* Task instructions
Find the lines below that include the word "woman" and state how many there are, adding nothing.
Top of Supplied material
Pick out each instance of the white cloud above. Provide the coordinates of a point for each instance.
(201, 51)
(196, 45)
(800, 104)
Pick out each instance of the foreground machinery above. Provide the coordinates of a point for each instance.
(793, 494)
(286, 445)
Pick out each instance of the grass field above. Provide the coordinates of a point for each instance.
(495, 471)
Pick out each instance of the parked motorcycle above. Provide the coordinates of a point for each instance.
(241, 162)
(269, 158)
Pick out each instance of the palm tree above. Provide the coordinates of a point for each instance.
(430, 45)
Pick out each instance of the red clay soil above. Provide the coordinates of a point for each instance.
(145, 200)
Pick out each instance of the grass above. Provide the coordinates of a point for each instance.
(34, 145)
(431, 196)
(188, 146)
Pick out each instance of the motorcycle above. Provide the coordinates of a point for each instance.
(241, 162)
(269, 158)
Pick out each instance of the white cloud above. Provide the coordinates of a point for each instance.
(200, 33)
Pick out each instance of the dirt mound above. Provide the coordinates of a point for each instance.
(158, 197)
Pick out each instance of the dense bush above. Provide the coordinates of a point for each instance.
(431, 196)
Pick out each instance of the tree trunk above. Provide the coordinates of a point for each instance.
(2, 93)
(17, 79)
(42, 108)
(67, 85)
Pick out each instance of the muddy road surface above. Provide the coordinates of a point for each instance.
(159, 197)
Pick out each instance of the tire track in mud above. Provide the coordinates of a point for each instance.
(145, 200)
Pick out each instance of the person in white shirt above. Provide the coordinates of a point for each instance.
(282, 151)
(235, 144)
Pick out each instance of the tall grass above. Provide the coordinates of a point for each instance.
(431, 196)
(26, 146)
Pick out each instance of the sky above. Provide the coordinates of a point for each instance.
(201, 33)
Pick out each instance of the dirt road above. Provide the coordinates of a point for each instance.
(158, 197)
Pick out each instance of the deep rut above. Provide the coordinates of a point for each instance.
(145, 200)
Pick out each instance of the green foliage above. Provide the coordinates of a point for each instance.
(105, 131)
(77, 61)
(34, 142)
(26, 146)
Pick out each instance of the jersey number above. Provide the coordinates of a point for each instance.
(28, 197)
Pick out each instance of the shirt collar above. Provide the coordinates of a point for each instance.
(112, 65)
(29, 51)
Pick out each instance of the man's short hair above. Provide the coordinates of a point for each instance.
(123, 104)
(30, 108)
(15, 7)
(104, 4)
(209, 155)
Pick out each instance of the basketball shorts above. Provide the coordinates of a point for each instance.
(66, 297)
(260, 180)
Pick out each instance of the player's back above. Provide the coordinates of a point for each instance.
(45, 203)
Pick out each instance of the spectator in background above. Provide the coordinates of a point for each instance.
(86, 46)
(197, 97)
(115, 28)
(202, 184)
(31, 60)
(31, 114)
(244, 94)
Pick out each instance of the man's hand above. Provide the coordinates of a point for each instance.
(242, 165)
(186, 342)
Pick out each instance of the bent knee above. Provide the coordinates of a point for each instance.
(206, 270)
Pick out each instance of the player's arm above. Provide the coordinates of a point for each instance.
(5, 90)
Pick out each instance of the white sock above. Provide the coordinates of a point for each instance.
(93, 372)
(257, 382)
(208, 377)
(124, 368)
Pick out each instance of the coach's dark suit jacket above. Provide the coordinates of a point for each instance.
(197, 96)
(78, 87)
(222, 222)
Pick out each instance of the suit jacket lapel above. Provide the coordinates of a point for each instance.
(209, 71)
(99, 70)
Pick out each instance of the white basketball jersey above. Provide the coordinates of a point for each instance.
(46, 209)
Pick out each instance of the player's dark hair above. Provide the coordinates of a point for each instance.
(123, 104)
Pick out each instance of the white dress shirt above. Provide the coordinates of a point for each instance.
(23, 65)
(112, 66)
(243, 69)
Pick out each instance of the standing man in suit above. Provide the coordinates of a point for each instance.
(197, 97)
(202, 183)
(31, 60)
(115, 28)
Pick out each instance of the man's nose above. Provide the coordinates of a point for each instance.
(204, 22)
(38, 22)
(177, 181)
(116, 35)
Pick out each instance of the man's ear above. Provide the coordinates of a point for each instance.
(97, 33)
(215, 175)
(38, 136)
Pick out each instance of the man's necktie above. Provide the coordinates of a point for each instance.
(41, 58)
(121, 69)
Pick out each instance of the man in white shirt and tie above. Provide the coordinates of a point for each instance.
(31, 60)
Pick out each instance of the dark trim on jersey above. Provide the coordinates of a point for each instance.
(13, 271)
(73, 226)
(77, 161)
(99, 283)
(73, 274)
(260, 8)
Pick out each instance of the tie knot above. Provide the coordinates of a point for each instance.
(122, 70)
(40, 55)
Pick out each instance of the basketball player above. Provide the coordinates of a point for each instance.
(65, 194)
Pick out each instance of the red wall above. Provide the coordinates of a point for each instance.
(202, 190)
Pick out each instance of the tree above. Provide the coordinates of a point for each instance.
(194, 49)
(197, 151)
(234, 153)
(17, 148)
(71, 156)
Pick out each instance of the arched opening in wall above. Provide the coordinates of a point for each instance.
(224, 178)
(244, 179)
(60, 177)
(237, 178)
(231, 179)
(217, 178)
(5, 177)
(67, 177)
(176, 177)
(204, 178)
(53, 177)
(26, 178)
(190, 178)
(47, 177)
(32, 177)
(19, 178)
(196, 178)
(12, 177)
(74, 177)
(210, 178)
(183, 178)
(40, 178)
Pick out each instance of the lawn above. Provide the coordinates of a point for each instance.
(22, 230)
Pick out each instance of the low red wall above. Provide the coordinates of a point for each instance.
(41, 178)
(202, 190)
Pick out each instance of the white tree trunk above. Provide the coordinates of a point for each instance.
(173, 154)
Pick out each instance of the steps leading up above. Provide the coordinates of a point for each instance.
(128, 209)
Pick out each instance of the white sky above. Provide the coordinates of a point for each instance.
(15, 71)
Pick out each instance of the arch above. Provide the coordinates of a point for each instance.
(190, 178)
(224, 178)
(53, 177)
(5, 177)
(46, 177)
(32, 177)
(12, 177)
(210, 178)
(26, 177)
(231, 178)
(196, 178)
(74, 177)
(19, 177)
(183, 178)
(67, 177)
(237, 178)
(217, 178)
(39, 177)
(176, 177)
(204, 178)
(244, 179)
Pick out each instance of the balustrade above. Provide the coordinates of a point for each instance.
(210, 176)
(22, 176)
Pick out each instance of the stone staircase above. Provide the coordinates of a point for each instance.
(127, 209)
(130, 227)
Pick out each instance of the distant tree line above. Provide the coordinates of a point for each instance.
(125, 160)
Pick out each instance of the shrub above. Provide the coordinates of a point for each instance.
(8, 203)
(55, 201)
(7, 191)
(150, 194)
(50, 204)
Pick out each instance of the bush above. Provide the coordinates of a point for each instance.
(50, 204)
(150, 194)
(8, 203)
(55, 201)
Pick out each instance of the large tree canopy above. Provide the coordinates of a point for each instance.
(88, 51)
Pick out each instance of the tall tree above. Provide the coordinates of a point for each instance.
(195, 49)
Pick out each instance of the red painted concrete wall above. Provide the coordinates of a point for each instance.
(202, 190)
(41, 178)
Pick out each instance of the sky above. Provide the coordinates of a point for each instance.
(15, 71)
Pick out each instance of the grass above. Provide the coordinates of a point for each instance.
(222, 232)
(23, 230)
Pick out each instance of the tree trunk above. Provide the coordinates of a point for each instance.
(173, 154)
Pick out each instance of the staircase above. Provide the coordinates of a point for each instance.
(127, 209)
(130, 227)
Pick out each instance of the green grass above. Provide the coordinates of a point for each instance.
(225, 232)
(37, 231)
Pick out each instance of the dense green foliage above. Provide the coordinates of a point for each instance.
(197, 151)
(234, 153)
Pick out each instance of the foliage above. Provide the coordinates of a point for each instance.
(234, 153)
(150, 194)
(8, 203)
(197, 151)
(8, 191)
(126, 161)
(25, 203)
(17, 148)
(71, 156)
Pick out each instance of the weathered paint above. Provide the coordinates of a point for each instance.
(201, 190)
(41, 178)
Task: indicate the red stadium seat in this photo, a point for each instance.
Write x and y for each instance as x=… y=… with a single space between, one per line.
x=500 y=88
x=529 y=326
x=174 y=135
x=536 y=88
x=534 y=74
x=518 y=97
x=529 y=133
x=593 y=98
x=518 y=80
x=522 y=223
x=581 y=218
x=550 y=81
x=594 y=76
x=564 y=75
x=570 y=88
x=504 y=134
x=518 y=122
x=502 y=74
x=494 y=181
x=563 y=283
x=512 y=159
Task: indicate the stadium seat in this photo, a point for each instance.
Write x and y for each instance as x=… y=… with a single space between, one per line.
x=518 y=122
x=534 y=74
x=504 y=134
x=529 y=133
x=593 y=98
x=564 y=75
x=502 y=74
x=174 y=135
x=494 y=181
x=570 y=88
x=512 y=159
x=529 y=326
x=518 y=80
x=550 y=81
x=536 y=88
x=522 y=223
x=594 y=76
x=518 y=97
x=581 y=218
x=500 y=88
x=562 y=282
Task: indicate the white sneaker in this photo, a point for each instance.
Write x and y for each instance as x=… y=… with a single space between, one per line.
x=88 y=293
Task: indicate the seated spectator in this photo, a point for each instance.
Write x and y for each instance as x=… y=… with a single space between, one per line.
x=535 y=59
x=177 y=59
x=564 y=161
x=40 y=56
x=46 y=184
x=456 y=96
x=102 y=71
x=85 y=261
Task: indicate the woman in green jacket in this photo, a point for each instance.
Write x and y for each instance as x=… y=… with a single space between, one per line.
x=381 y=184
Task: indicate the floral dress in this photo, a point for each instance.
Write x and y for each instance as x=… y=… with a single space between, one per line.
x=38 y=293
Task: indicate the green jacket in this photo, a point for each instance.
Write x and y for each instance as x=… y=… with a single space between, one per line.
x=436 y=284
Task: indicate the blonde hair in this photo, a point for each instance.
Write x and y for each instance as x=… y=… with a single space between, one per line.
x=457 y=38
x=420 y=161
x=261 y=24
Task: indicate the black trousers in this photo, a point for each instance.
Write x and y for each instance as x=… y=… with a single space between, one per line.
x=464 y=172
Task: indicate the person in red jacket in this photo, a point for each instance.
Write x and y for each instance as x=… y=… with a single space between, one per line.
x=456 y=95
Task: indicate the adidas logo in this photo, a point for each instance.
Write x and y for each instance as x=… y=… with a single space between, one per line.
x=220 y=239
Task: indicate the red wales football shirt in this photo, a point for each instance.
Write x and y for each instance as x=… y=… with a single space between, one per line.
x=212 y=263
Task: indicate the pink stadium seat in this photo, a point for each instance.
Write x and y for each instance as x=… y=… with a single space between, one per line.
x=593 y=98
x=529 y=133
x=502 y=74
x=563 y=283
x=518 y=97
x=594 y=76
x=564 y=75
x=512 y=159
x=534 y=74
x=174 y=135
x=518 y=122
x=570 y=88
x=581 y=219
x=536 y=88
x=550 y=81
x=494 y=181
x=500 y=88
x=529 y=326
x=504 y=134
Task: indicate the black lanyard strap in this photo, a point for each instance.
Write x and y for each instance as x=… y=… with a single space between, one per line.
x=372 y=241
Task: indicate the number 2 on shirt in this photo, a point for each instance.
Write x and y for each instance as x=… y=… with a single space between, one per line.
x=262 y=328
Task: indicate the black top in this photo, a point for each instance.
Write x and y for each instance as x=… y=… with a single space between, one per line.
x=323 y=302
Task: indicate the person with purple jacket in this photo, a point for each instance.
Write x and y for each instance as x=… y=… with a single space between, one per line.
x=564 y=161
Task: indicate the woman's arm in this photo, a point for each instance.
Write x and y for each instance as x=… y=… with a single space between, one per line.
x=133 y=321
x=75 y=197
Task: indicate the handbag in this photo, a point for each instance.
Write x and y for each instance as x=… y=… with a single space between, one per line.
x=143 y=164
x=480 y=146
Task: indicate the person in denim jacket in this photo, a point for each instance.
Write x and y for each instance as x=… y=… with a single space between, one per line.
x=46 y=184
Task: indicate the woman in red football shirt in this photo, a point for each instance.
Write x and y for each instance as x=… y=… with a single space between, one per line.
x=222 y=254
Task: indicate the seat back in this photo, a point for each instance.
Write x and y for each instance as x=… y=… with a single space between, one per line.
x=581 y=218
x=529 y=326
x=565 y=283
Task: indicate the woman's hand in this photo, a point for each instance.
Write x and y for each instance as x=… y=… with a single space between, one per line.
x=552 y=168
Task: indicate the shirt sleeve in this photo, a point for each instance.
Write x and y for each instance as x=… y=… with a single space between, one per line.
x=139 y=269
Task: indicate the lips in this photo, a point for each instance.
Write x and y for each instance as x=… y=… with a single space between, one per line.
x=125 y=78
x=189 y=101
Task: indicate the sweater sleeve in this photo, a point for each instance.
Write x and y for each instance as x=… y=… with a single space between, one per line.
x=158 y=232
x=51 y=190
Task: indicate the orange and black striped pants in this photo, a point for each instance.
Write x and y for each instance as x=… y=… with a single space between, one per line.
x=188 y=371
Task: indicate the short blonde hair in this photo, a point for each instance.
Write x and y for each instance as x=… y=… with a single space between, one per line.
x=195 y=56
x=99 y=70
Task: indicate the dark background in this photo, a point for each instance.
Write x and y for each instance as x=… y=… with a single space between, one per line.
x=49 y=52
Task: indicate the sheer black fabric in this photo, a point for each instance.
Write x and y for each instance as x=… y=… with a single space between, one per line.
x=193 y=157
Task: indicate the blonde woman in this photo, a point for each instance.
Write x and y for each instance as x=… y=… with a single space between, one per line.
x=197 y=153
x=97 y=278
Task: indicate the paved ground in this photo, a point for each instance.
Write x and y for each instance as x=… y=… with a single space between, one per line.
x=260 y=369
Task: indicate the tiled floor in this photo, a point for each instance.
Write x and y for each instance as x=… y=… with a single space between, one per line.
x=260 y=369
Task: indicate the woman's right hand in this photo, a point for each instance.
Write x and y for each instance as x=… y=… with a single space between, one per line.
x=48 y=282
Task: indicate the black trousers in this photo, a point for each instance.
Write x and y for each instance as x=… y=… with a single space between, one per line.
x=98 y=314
Bottom of Supplied material
* Response below
6